== Data supplied
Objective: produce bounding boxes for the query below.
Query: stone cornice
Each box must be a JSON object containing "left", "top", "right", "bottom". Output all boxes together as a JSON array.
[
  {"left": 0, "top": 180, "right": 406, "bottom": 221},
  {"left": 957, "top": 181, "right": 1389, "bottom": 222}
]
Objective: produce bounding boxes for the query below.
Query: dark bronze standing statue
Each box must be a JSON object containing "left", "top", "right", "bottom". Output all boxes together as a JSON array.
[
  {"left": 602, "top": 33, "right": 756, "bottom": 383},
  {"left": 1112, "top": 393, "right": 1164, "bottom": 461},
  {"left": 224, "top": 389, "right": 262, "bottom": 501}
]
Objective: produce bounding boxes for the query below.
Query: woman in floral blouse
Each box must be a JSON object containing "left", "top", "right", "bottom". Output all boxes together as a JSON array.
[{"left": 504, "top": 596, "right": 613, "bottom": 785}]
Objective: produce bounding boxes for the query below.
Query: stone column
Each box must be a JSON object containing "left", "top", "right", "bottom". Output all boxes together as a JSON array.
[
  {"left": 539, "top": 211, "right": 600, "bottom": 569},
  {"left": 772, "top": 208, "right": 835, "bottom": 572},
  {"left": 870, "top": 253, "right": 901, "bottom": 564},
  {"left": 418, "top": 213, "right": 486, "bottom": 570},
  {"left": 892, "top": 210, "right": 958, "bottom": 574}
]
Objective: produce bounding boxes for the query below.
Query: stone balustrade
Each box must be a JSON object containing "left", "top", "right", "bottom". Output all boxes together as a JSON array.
====
What you need to do: Copy out only the lines of the records above from the one with "Query: stone column" through the one with "Query: stone balustrade", exactly as they stand, both included.

Response for this exercise:
Query: stone column
Each box must be a JSON object containing "left", "top", "right", "bottom". Output all boxes together as a JSON array.
[
  {"left": 539, "top": 211, "right": 600, "bottom": 569},
  {"left": 772, "top": 208, "right": 835, "bottom": 572},
  {"left": 870, "top": 253, "right": 901, "bottom": 564},
  {"left": 418, "top": 213, "right": 486, "bottom": 570},
  {"left": 892, "top": 210, "right": 958, "bottom": 574}
]
Objective: produce bounding boxes for the query below.
Query: stone balustrade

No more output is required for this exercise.